What you have to do: In this exercise, the entries below include pictures. Repeat exactly the lines from the line with "Target: motorcycle spoke" to the line with "Target: purple screen background", including both, but without the pictures.

[Data extracted from a collection]
"""

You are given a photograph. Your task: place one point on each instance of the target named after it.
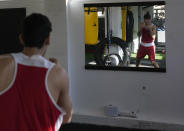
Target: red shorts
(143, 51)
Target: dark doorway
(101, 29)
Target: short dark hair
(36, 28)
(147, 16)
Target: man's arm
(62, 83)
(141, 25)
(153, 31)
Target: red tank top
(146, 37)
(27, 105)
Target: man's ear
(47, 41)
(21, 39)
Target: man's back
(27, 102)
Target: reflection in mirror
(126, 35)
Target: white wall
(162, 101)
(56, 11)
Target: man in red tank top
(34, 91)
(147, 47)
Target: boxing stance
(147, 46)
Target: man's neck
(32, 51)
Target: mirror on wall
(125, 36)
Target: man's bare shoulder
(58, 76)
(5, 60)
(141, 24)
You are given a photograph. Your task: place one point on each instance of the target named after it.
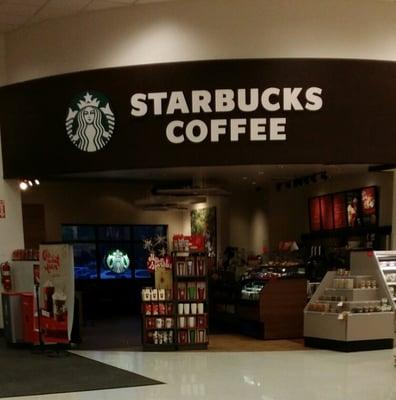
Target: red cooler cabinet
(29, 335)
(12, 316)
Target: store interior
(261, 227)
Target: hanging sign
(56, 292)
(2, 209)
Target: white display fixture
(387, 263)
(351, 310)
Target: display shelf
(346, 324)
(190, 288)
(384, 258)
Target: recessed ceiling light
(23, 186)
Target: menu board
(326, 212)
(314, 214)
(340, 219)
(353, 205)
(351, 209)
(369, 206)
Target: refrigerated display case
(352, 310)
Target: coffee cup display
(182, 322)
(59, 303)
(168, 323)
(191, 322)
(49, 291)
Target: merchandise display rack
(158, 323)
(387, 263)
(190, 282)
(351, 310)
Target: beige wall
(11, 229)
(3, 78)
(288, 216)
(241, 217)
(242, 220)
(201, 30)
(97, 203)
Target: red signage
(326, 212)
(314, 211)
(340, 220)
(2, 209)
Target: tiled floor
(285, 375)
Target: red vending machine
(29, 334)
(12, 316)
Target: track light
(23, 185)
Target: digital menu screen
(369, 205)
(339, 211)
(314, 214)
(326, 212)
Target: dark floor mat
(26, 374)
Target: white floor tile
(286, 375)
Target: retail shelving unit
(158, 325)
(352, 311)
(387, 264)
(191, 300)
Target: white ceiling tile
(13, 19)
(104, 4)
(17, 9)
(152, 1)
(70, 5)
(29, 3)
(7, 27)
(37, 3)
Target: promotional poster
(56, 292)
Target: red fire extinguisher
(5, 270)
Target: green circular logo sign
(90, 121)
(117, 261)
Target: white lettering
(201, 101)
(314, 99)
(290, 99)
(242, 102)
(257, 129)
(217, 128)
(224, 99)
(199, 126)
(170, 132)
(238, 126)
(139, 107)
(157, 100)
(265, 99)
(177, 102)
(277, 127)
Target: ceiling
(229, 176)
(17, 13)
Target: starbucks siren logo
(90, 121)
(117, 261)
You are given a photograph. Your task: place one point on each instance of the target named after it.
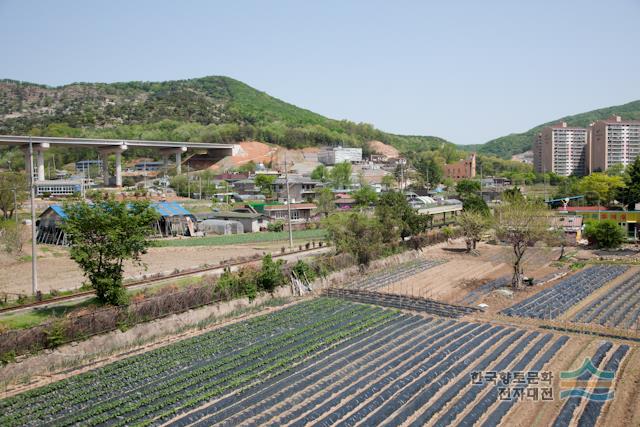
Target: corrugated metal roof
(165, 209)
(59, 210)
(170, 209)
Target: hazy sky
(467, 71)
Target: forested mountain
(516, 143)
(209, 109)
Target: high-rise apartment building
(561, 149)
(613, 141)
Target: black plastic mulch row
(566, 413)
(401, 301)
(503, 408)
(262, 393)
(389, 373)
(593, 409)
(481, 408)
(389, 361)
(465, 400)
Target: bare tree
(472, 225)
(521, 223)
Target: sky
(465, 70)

"""
"""

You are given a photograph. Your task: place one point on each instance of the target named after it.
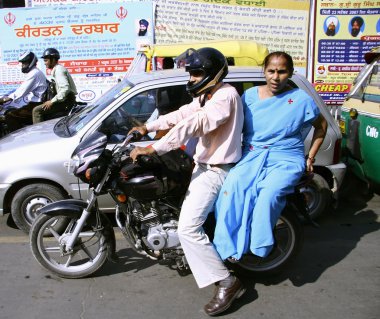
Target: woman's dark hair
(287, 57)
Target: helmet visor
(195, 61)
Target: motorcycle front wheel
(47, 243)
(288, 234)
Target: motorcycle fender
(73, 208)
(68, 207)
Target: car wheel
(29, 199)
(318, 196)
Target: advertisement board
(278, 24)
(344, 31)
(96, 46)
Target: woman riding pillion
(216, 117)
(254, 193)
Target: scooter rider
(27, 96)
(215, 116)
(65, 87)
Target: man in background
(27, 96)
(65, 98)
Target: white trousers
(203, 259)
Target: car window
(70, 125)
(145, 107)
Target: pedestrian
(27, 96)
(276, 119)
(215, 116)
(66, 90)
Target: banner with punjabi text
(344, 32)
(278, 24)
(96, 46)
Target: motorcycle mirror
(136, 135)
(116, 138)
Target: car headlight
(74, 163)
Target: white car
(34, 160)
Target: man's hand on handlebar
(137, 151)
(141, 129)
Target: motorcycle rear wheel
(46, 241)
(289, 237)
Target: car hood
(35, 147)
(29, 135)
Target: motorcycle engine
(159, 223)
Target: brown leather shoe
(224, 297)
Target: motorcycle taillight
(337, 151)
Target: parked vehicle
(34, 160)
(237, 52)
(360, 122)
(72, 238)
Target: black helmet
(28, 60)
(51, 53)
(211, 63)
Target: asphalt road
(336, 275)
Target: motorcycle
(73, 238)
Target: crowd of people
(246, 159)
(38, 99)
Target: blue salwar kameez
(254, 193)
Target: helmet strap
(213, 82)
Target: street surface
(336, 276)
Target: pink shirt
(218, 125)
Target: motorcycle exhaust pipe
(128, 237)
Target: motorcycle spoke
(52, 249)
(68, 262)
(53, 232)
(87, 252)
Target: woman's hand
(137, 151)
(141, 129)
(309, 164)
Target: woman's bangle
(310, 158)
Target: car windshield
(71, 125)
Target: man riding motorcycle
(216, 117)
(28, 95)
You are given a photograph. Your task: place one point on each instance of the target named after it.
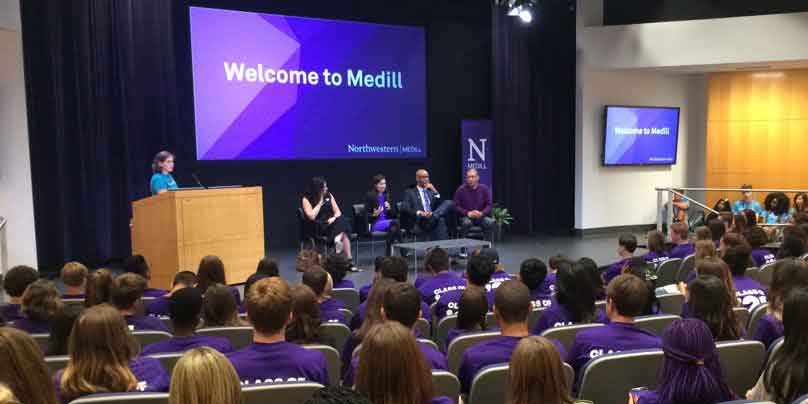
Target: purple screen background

"""

Exercise solution:
Target: motorcycle spoke
(52, 249)
(68, 262)
(53, 232)
(87, 252)
Target: woman's hand
(137, 151)
(141, 129)
(309, 164)
Target: woman's bangle
(310, 158)
Target: car windshield
(71, 125)
Target: man riding motorcycle
(216, 117)
(28, 95)
You are given a photograph. Your task: place one point on each instance of the target named after it.
Target: purple screen background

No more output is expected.